> [EXCERPT TO READ]
============================================================

00:46

I’m writing this because, well I guess I feel I need to. I don’t often think about you not purposefully anyway. I’ve no real idea what you think of me, you probably see me as the archetypal evil ex as I’ll admit I’ve said and done some stuff I’m not proud off, and to portray me this way would be typical of you as you always were dramatic.

I never knew what you wanted from me, for the first month we were close and you considered me your girl. Yet once you told me you loved me it became difficult to even talk to you. I never loved you back, though I lied because that’s what everyone does in that situation. That was my second mistake, the first even meeting up with you, and the third and arguably most serious was losing my virginity to you. Though technically I lost that to myself prior. That summer was shit for me, it goes that way when the guy who’s supposed to care about you bites your arms, leaving huge bruises. How was I supposed to explain that to my parents?  Though I guess it was easier than having to explain fictitious marks you told my friends I had, such as the apparent bitemark on my thigh, which I assure you, no one has ever bitten, let alone enough to leave a mark. It continued like this for a while, longer than I should have accepted. I tried to talk it out with you but you had changed, you weren’t the sweet boy I thought I knew. Now you were a brassy blonde bi sexual fuck up with a drug and alcohol tendency, traits you encouraged me to develop, thankfully I refused. Not to mention how you begged me for nudes then later tried to use them to blackmail me into taking you back. Because that’s what all women want, a manipulative blackmailer. All your, for want of a better word, shit became too much for me when I asked if we could hang out and you turned up three hours late. You’d done it before but for some reason that day I snapped, my sanity took control and I made probably one of the best decisions I’d had. I dumped you, smile on my face, next to the park near my childhood home. You awkwardly asked for a handshake and if we could still be friends. I said sure but later laughed at that detail with my dad, who although fixed your computer once hated you. A bit of a bitch move but I felt I deserved to. Here’s where I made another mistake, I contacted you again the day after, apologising and wanting you back. I now know I didn’t want you specifically but rather just someone to care about me, selfish I know. Thankfully you refused and went on about some girl who was your “cosplay wife” or some shit. God i hate cosplay, that’s because of you. Anyways you said you were with her and sent me some apparently cute photos of the two of you, honestly they helped my sanity to regard control. Thanks man.

============================================================

> [MATERIAL PROVIDED]
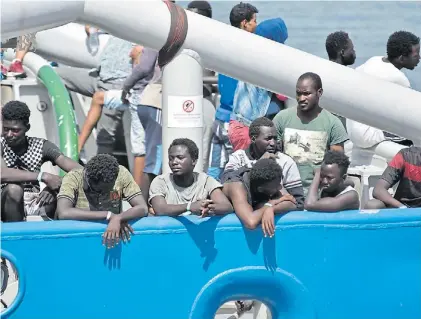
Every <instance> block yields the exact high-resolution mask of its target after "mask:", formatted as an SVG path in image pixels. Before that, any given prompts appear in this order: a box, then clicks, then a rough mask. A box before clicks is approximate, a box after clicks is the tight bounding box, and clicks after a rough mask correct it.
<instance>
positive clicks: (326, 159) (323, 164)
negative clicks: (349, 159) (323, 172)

============================================================

> [REQUEST]
Reproduce the passage of the letter to a former boyfriend from "I’m writing this" to "always were dramatic.", word for word.

> [COMPLETED EXERCISE]
I’m writing this because, well I guess I feel I need to. I don’t often think about you not purposefully anyway. I’ve no real idea what you think of me, you probably see me as the archetypal evil ex as I’ll admit I’ve said and done some stuff I’m not proud off, and to portray me this way would be typical of you as you always were dramatic.